Segment Start: Data extract

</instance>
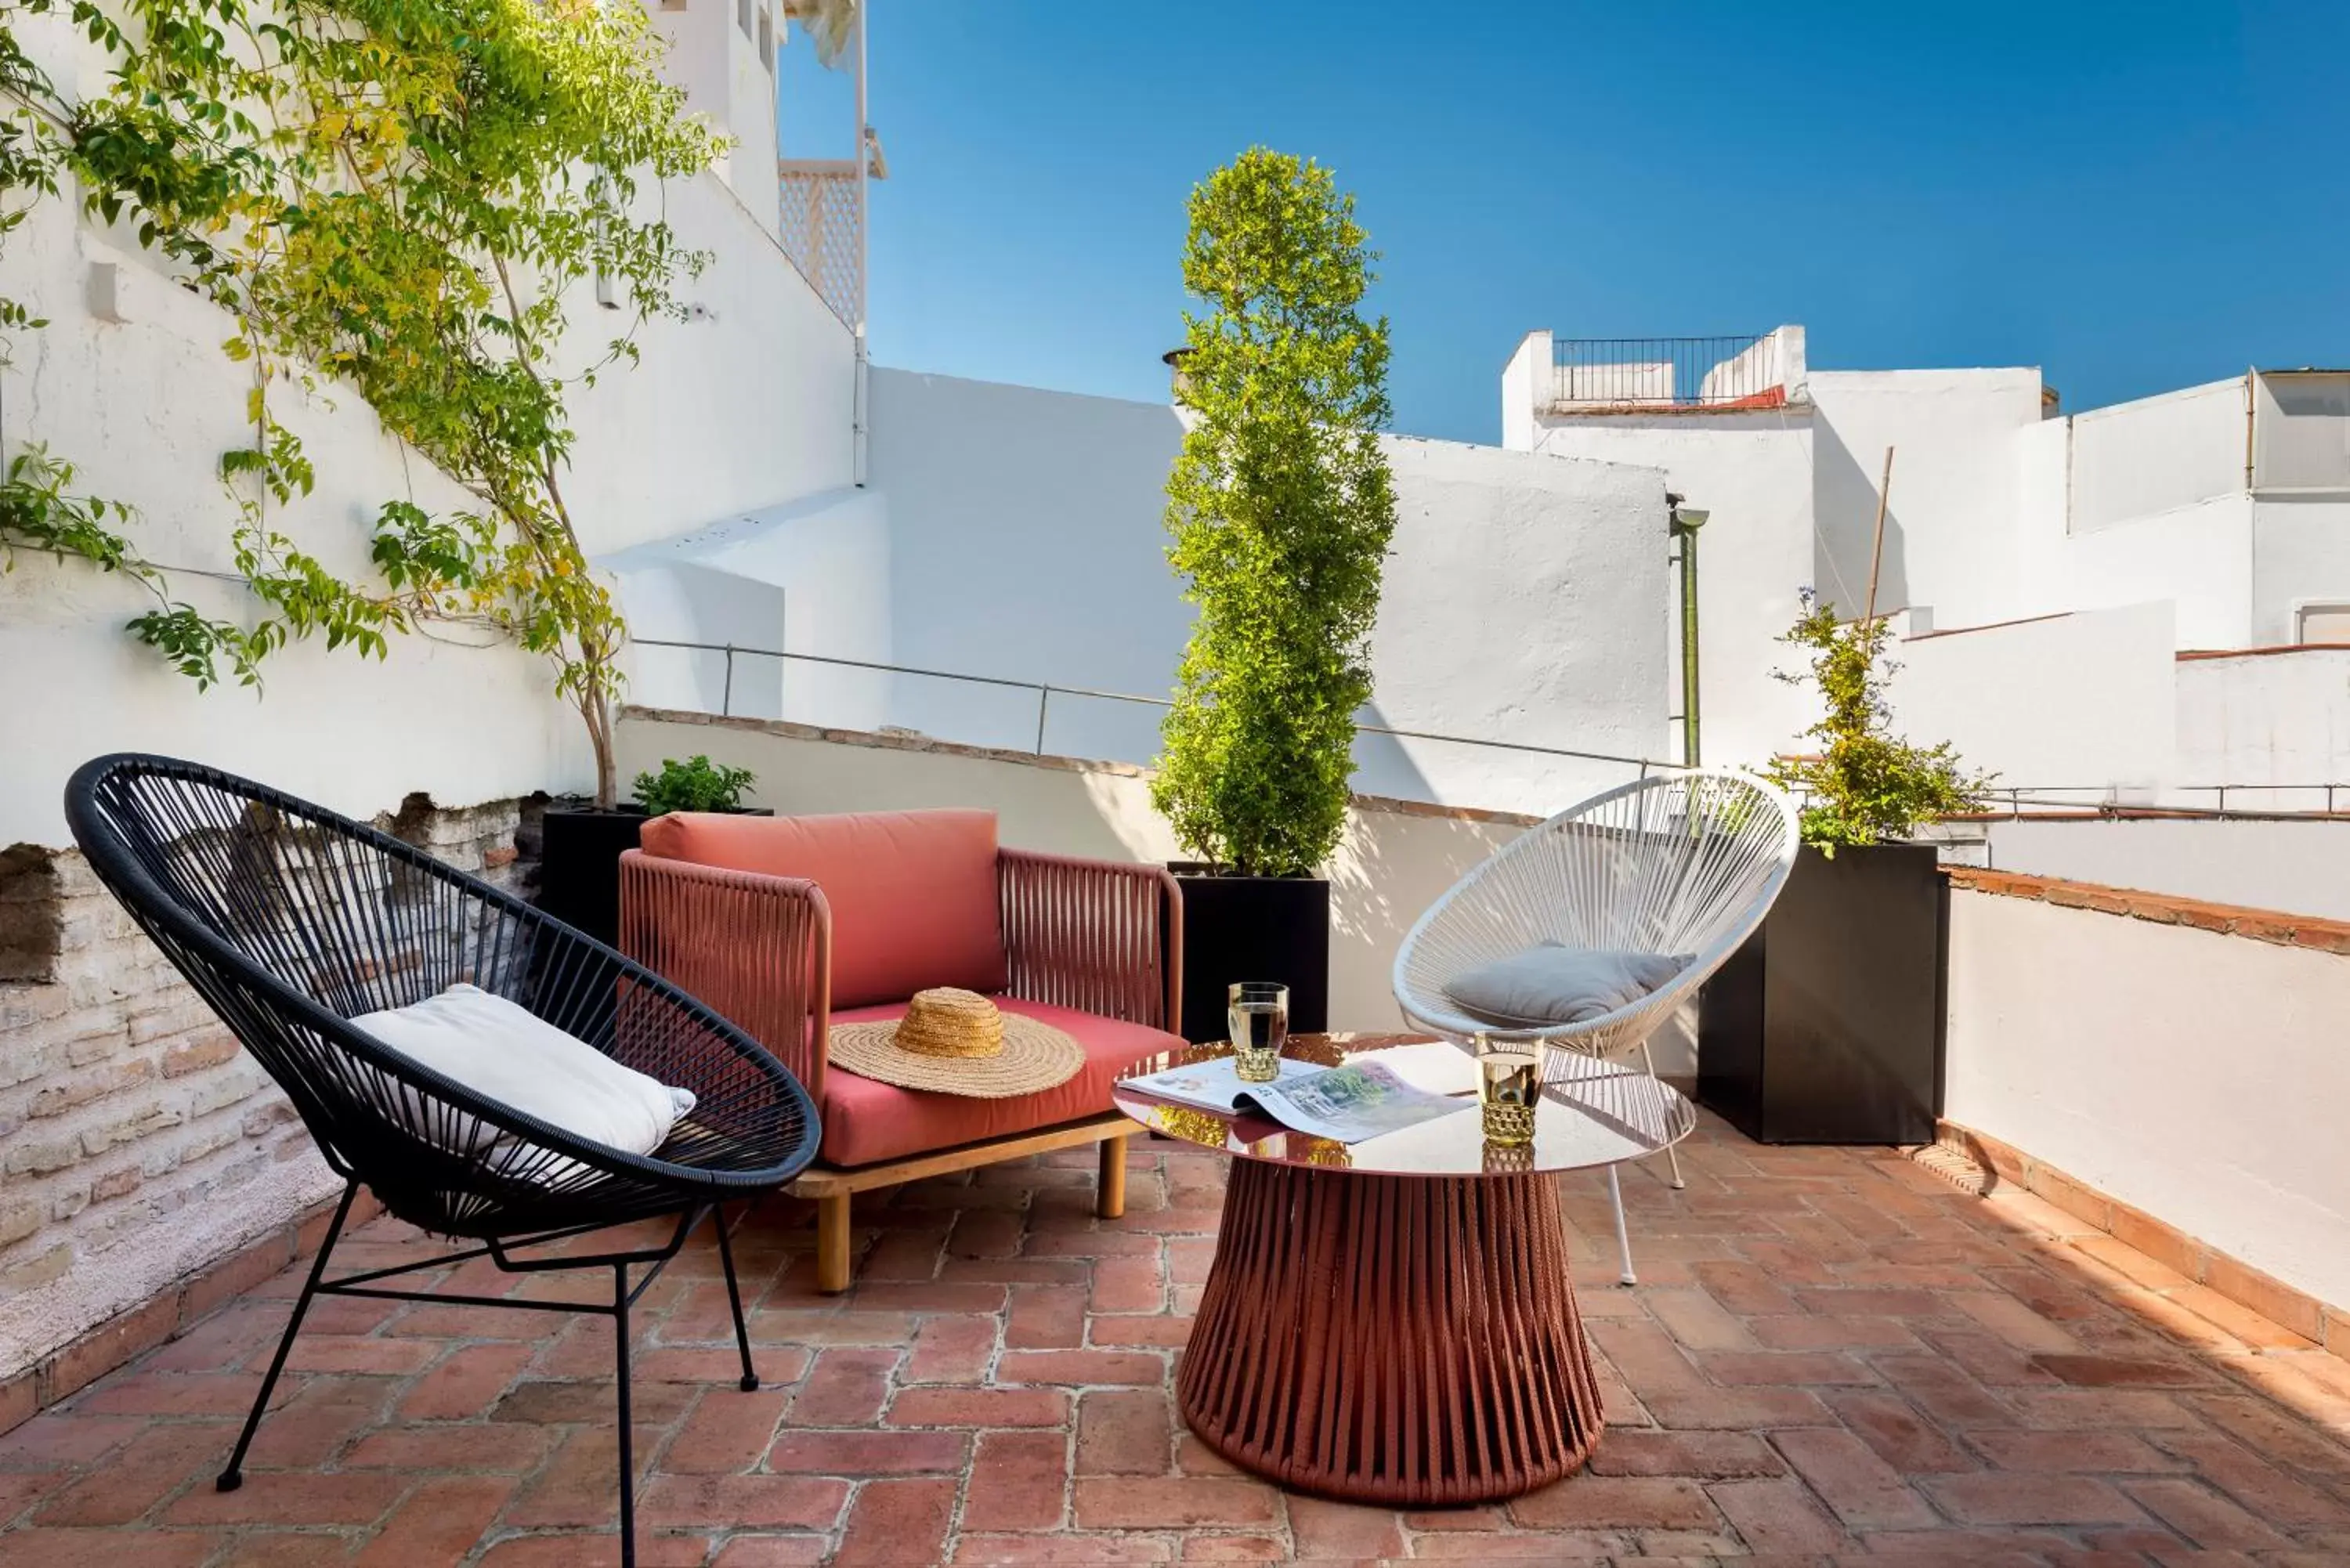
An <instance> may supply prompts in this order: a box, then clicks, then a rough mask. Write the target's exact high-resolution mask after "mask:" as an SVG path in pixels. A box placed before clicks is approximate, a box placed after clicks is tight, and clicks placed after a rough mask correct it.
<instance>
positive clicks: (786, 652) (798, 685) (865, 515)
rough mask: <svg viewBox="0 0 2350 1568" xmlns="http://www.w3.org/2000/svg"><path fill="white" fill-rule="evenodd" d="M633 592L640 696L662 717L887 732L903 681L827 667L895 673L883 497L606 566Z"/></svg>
mask: <svg viewBox="0 0 2350 1568" xmlns="http://www.w3.org/2000/svg"><path fill="white" fill-rule="evenodd" d="M597 564H599V567H602V569H606V571H611V574H613V576H616V578H618V583H620V604H623V609H625V614H627V621H630V632H632V635H635V637H637V639H649V642H639V644H637V646H632V649H630V679H632V686H630V698H632V701H639V703H646V705H656V708H693V710H703V712H738V715H750V717H761V719H797V722H801V724H837V726H844V729H879V726H881V724H888V722H891V691H893V682H895V677H891V675H888V672H881V670H858V668H846V665H832V663H820V658H853V661H862V663H891V646H893V642H891V543H888V508H886V505H884V501H881V496H879V494H877V491H870V489H832V491H823V494H818V496H808V498H804V501H787V503H785V505H773V508H761V510H757V512H747V515H743V517H729V520H726V522H719V524H714V527H710V529H700V531H696V534H686V536H679V538H667V541H656V543H646V545H635V548H630V550H620V552H616V555H606V557H602V559H599V562H597ZM658 642H698V644H733V646H736V649H771V651H780V654H801V656H820V658H766V656H761V654H745V651H738V654H736V656H733V684H731V686H729V684H726V656H724V654H717V651H707V649H674V646H653V644H658Z"/></svg>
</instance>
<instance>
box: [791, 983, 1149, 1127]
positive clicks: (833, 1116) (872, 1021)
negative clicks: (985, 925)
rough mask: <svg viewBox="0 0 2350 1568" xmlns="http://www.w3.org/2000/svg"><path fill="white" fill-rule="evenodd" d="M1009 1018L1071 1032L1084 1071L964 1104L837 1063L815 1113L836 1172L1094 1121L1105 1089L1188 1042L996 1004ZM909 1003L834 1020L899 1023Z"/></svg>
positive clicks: (1016, 1000)
mask: <svg viewBox="0 0 2350 1568" xmlns="http://www.w3.org/2000/svg"><path fill="white" fill-rule="evenodd" d="M996 1006H1001V1009H1003V1011H1006V1013H1025V1016H1029V1018H1039V1020H1043V1023H1048V1025H1053V1027H1055V1030H1065V1032H1069V1034H1072V1037H1074V1039H1076V1044H1081V1046H1086V1065H1083V1067H1079V1072H1076V1077H1074V1079H1069V1081H1067V1084H1062V1086H1058V1088H1041V1091H1036V1093H1032V1095H1013V1098H1008V1100H968V1098H964V1095H945V1093H931V1091H924V1088H898V1086H895V1084H877V1081H874V1079H860V1077H858V1074H853V1072H848V1070H846V1067H841V1065H839V1063H834V1065H832V1067H830V1070H827V1072H825V1091H823V1095H820V1098H818V1114H820V1117H823V1124H825V1145H823V1152H820V1159H823V1161H825V1164H832V1166H872V1164H879V1161H884V1159H905V1157H907V1154H926V1152H931V1150H952V1147H954V1145H961V1143H978V1140H982V1138H1011V1135H1013V1133H1032V1131H1036V1128H1041V1126H1055V1124H1060V1121H1076V1119H1081V1117H1097V1114H1102V1112H1107V1110H1109V1084H1112V1081H1114V1079H1116V1077H1119V1074H1121V1072H1126V1070H1128V1067H1133V1065H1135V1063H1140V1060H1142V1058H1147V1056H1156V1053H1161V1051H1177V1048H1182V1041H1180V1039H1177V1037H1173V1034H1166V1032H1163V1030H1152V1027H1147V1025H1140V1023H1119V1020H1116V1018H1100V1016H1095V1013H1076V1011H1072V1009H1065V1006H1046V1004H1043V1001H1020V999H1015V997H996ZM902 1016H905V1004H902V1001H893V1004H888V1006H865V1009H853V1011H837V1013H832V1023H874V1020H884V1018H902Z"/></svg>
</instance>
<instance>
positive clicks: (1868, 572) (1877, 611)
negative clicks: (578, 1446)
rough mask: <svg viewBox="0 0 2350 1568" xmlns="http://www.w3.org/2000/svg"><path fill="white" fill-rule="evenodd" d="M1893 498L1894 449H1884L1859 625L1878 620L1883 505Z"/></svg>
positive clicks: (1878, 481) (1884, 523)
mask: <svg viewBox="0 0 2350 1568" xmlns="http://www.w3.org/2000/svg"><path fill="white" fill-rule="evenodd" d="M1892 498H1894V449H1892V447H1887V449H1885V477H1882V480H1878V538H1875V543H1873V545H1868V609H1866V611H1864V614H1861V625H1868V623H1871V621H1875V618H1878V567H1882V564H1885V503H1887V501H1892Z"/></svg>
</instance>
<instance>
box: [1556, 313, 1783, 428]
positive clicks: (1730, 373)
mask: <svg viewBox="0 0 2350 1568" xmlns="http://www.w3.org/2000/svg"><path fill="white" fill-rule="evenodd" d="M1551 374H1553V386H1551V411H1553V414H1558V411H1567V414H1577V411H1579V414H1591V411H1603V409H1624V411H1671V409H1777V407H1784V404H1786V371H1784V367H1781V364H1779V334H1774V331H1765V334H1748V336H1720V339H1551Z"/></svg>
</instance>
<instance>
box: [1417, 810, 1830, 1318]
mask: <svg viewBox="0 0 2350 1568" xmlns="http://www.w3.org/2000/svg"><path fill="white" fill-rule="evenodd" d="M1795 849H1798V823H1795V802H1791V799H1788V797H1786V792H1781V790H1777V788H1772V785H1767V783H1762V780H1760V778H1753V776H1748V773H1732V771H1708V769H1690V771H1676V773H1661V776H1654V778H1643V780H1638V783H1629V785H1619V788H1614V790H1607V792H1605V795H1593V797H1591V799H1586V802H1584V804H1579V806H1572V809H1567V811H1560V813H1558V816H1553V818H1551V820H1546V823H1542V825H1539V827H1530V830H1527V832H1525V835H1523V837H1518V839H1513V842H1511V844H1506V846H1504V849H1502V851H1499V853H1495V856H1492V858H1490V860H1485V863H1483V865H1478V867H1476V870H1471V872H1469V875H1466V877H1462V879H1459V882H1457V884H1455V886H1452V889H1450V891H1448V893H1445V896H1443V898H1438V900H1436V903H1433V905H1431V907H1429V912H1426V914H1422V917H1419V924H1415V926H1412V931H1410V933H1408V936H1405V938H1403V947H1401V950H1398V952H1396V1004H1398V1006H1401V1009H1403V1016H1405V1020H1408V1023H1410V1025H1415V1027H1422V1030H1431V1032H1433V1034H1443V1037H1445V1039H1452V1041H1457V1044H1462V1046H1466V1044H1469V1041H1471V1039H1473V1037H1476V1034H1485V1037H1488V1039H1530V1041H1539V1044H1542V1046H1544V1079H1546V1081H1565V1079H1567V1077H1584V1074H1577V1058H1598V1060H1607V1058H1629V1056H1631V1053H1638V1056H1640V1065H1643V1067H1645V1070H1647V1077H1650V1079H1654V1077H1657V1063H1654V1060H1652V1058H1650V1051H1647V1037H1650V1034H1654V1032H1657V1027H1659V1025H1661V1023H1664V1020H1666V1016H1668V1013H1671V1011H1673V1009H1678V1006H1680V1004H1683V1001H1685V999H1687V997H1690V994H1692V992H1694V990H1697V987H1699V985H1704V983H1706V978H1708V976H1711V973H1713V971H1715V969H1720V966H1723V961H1725V959H1727V957H1730V954H1732V952H1737V947H1739V943H1744V940H1746V938H1748V936H1751V933H1753V929H1755V926H1760V924H1762V917H1765V914H1767V912H1770V905H1772V900H1774V898H1779V889H1784V886H1786V877H1788V870H1791V867H1793V865H1795ZM1542 943H1560V945H1567V947H1593V950H1614V952H1645V954H1671V957H1680V954H1692V957H1690V961H1687V964H1685V966H1683V969H1680V973H1676V976H1673V978H1671V980H1668V983H1666V985H1664V987H1659V990H1654V992H1650V994H1645V997H1640V999H1638V1001H1631V1004H1626V1006H1619V1009H1617V1011H1612V1013H1605V1016H1600V1018H1591V1020H1584V1023H1560V1025H1542V1027H1504V1025H1495V1023H1492V1020H1485V1018H1476V1016H1471V1013H1469V1011H1464V1009H1462V1004H1457V1001H1455V999H1452V997H1450V994H1448V992H1445V987H1448V985H1450V983H1452V980H1455V978H1457V976H1462V973H1466V971H1471V969H1476V966H1480V964H1490V961H1495V959H1506V957H1511V954H1518V952H1525V950H1527V947H1535V945H1542ZM1666 1159H1668V1161H1671V1168H1673V1185H1676V1187H1680V1185H1683V1180H1680V1157H1678V1154H1676V1152H1673V1147H1671V1145H1666ZM1607 1194H1610V1197H1612V1199H1614V1222H1617V1251H1619V1253H1621V1258H1624V1284H1636V1276H1633V1267H1631V1234H1629V1229H1626V1227H1624V1187H1621V1182H1619V1180H1617V1168H1614V1166H1607Z"/></svg>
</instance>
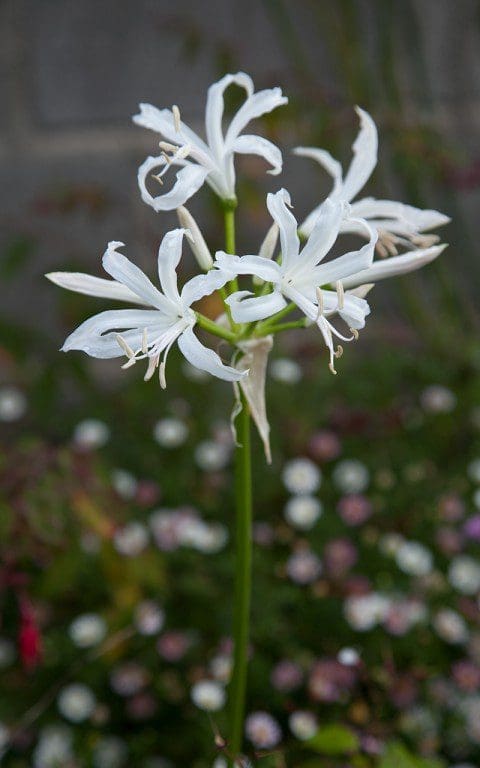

Segment End: Data extract

> [The problem]
Format the stretch from the start of the rows through the line that contains "positive clicks: (786, 652)" as a Markdown table with the columns "Row" and "Text," giving each line a row number and skipping blank lines. Leave the pictures out of the table.

> [Reply to the task]
| Row | Text |
|---|---|
| 1 | </instance> |
| 2 | An <instance> may supply prompts in this order: a box, then clicks, then a rough mask. Write the target's exact high-resolution mask after "mask:" as an SVG path in pixels. A box placed before clicks is approximate, a box placed after clicks is tight, and clicks placed after a rough mask correct it. |
| 3 | <instance> |
| 4 | positive clicks: (786, 652) (798, 685) (865, 515) |